[What you will do]:
(a) Please say whether each statement below agrees with the Book Watch passage, and answer yes or no with the deciding words of the passage quoted exactly. (i) The Russian Tale was the last work Propp wrote. (ii) The Russian Tale was translated by Maisaloun for Culture, Translation and Publishing. (iii) Al Majalla publishes its round-up of Arabic books every week.
(b) Write a continuation of the Book Watch passage, starting after its last sentence.

** START OF Selected passage **

Al Majalla’s Book Watch

A tour of the latest releases from Arabic publishing houses on topics covering fiction, philosophy, science, history, and politics

Al Majalla’s Book Watch

The Arab world has a vibrant and rich literary scene. Al Majalla picks out some choice titles in our fortnightly round-up of the latest Arabic books, which aims to highlight some trends and thinking in the Arab world.


The Russian Tale

Author: Vladimir Yakovlevich Propp

Translator: Ghassan Murtada

Publisher: Maisaloun for Culture, Translation and Publishing, Türkiye

The Russian Tale draws deeply from the traditions of Russian folk literature. The final work of the esteemed Russian literary scholar Vladimir Yakovlevich Propp, the book marks the culmination of a distinguished career devoted to the study of folklore.

Propp examines the Russian tale through a spectrum of theoretical, historical, artistic, and performative lenses. He dissects its structural elements, explores its cultural and social roots, and traces its enduring ties to oral traditions and popular mythology.

While firmly anchored in Russian cultural heritage, the book extends its reach to a global context. Through comparative analysis with folk narratives from around the world, Propp seeks to uncover the common human origins of this expressive art form.

** END OF Selected passage **
** START OF Supplied material **

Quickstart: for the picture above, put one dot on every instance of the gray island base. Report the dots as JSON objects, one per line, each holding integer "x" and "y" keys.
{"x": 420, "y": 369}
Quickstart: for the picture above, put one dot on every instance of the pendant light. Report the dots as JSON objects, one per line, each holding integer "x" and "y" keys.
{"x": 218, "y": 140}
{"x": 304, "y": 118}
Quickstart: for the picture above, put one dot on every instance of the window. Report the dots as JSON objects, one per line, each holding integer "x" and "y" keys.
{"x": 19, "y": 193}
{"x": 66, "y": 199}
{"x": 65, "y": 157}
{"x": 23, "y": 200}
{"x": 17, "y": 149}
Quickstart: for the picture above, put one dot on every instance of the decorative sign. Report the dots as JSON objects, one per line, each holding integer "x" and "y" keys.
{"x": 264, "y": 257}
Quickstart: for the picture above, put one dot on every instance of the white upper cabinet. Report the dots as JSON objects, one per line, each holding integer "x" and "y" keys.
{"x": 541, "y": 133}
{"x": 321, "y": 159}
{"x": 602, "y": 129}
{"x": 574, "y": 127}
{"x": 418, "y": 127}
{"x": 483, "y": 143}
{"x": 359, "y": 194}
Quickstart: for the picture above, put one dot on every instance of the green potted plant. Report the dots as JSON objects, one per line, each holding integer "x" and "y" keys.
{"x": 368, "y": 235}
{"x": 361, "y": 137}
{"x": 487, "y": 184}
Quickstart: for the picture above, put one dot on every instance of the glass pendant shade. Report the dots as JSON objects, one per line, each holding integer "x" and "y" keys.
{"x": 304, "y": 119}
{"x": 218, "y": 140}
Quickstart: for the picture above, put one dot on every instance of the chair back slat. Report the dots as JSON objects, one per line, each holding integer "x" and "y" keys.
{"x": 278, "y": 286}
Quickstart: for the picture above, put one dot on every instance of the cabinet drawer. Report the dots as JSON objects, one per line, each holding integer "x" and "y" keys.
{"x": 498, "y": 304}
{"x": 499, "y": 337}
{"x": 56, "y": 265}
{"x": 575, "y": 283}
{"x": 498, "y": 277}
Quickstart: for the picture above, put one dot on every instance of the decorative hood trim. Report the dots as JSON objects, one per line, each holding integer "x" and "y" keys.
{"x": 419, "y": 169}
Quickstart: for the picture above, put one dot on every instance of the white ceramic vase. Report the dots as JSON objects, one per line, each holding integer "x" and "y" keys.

** END OF Supplied material **

[Replies]:
(a)
(i) Yes: "The final work of the esteemed Russian literary scholar Vladimir Yakovlevich Propp"
(ii) No: "Translator: Ghassan Murtada"
(iii) No: "our fortnightly round-up of the latest Arabic books"

(b)
Folk storytelling, he argues, is a shared oral legacy that transcends both geography and language. The book places particular emphasis on oral narration, the work of tale collectors, and the vital role of storytellers in safeguarding cultural memory. This focus lends the work significant value for scholars of Arab folk literature and the historical transmission of oral traditions.

According to the publisher, Propp first became known to Arab readers through his seminal work Morphology of the Folktale. Yet, despite its influence, translations of his other writings did not follow. The publisher has therefore committed to making Propp’s broader oeuvre available in Arabic, citing its considerable worth for researchers in the fields of folk literature, particularly folktales, as well as anthropology and cultural history.

The publisher also notes that The Russian Tale captures the essence of Propp’s previous works, including Folklore and Reality and Problems of Laughter and the Comic. It presents these themes with clarity and critical depth. What distinguishes this book is its concentrated focus on oral storytelling, the figure of the storyteller, and the process of tale collection. These aspects, the publisher suggests, offer valuable insights for those engaged in the study and preservation of classical Arabic literary heritage.

Contemporary Anglo-American Orientalism – Patricia Crone (1945–2015)

Author: Musab Hammadi Najm Al-Zaidi

Publisher: Dar Al-Nahda Al-Arabiya for Printing, Publishing and Distribution, Lebanon

This book presents a critical and analytical study of Patricia Crone, the Danish-born American orientalist recognised as a leading figure in the revisionist school of contemporary Islamic studies.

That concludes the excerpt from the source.